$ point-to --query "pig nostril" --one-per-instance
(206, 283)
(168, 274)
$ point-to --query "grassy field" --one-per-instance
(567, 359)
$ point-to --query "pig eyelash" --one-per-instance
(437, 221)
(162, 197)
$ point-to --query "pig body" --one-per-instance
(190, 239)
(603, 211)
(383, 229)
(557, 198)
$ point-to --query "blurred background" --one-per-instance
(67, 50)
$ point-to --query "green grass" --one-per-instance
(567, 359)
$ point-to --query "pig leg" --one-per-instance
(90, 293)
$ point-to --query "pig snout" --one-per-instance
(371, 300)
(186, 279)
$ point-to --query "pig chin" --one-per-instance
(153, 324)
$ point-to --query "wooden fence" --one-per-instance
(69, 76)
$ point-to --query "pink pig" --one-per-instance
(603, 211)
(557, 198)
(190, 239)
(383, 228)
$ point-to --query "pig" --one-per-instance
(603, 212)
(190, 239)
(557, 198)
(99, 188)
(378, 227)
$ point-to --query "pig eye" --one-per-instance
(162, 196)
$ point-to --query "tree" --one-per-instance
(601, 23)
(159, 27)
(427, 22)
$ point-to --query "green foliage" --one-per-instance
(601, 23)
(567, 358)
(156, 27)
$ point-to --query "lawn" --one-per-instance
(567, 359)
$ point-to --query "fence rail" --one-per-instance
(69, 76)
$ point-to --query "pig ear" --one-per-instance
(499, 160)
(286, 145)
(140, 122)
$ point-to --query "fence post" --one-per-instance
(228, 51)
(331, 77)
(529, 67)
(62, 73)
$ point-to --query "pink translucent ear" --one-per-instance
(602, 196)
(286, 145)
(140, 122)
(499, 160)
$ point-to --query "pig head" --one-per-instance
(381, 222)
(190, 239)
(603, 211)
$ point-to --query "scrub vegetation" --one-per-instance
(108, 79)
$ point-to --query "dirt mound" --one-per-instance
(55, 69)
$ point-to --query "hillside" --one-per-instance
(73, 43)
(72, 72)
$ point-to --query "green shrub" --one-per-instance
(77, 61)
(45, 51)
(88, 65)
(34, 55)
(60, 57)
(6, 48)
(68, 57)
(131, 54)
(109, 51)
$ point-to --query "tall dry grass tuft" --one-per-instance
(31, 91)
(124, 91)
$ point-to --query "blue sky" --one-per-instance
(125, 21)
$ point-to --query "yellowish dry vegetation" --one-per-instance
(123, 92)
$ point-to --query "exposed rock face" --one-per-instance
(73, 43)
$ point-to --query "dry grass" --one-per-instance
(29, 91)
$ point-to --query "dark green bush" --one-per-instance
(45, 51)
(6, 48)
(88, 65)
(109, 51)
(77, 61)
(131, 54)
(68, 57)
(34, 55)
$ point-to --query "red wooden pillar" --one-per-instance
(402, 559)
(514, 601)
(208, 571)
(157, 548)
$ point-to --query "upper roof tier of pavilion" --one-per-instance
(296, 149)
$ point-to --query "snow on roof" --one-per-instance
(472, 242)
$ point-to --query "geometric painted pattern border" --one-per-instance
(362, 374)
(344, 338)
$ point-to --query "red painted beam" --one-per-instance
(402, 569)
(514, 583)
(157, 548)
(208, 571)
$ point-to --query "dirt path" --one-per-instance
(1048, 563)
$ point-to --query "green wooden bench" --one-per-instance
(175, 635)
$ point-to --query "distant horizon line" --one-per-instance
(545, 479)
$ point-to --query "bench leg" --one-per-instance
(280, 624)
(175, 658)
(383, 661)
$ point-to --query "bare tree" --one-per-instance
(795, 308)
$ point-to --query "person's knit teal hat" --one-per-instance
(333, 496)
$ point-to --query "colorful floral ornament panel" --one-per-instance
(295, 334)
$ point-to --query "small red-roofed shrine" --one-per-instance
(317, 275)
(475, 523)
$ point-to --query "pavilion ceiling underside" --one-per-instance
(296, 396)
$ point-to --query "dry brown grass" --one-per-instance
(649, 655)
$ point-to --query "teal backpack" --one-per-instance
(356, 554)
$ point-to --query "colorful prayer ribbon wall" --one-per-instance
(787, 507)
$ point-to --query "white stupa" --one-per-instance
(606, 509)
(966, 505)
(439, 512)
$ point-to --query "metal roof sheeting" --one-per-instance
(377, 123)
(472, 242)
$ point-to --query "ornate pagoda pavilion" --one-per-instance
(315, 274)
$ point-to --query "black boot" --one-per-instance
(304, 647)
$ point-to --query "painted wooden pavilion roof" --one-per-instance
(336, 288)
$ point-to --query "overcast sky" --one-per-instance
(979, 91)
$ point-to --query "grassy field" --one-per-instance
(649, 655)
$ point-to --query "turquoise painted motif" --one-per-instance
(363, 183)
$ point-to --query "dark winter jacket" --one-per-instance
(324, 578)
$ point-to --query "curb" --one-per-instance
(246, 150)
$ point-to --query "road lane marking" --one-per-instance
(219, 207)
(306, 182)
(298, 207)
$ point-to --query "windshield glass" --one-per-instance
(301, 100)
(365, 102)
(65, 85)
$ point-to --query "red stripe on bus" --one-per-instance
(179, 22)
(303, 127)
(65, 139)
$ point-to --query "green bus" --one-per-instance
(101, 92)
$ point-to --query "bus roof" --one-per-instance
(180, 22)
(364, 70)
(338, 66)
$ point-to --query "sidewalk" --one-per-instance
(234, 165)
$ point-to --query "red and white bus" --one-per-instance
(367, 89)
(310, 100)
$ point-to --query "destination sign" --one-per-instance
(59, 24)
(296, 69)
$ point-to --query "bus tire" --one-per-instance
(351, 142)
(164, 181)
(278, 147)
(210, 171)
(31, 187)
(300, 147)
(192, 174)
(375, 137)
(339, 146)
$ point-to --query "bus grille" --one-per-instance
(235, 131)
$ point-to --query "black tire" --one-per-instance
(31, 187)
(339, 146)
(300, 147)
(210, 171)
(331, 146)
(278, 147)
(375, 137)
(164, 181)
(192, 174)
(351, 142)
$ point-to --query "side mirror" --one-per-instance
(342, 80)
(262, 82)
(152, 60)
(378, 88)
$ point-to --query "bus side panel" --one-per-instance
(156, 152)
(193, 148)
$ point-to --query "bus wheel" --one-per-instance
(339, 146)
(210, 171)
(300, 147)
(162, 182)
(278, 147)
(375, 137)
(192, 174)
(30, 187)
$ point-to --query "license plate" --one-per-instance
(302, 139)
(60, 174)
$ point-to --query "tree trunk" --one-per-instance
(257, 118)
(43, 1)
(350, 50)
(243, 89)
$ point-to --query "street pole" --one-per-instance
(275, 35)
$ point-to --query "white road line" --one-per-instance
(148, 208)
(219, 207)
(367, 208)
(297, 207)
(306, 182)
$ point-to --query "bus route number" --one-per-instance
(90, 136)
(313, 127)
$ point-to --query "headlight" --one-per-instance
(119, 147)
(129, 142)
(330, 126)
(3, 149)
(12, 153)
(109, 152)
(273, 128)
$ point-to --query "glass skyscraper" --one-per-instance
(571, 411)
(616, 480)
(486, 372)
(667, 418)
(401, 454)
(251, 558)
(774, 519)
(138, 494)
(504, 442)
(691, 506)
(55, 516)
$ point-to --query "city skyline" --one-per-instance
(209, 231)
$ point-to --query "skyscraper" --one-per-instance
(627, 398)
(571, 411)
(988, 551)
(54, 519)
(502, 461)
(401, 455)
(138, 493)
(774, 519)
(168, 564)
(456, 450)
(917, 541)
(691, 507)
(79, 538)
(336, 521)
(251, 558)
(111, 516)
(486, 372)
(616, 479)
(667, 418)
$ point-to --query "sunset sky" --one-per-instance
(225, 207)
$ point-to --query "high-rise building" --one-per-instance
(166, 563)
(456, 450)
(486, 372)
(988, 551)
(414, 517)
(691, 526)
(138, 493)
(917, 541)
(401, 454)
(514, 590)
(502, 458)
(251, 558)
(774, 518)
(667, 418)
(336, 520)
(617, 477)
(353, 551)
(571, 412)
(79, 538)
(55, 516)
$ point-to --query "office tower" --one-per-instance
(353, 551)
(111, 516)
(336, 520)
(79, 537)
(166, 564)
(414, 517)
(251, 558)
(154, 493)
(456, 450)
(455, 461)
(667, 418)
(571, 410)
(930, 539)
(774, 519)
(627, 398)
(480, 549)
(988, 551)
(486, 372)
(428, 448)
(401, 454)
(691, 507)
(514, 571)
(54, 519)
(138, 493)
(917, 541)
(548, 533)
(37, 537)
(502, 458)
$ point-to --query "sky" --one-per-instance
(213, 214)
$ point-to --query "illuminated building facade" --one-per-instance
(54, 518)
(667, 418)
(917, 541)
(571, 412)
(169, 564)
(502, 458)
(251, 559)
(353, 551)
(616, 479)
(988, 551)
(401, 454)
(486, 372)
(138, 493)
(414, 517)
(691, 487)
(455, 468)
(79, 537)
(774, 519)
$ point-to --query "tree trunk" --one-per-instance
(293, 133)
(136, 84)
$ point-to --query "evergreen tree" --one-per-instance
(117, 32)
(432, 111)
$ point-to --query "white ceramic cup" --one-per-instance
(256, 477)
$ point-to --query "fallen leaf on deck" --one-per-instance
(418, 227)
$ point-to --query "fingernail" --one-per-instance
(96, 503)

**EXERCISE DETAILS**
Count the lines above that contain the string "wooden", matching case exactly. Give only the number.

**WRITTEN SOLUTION**
4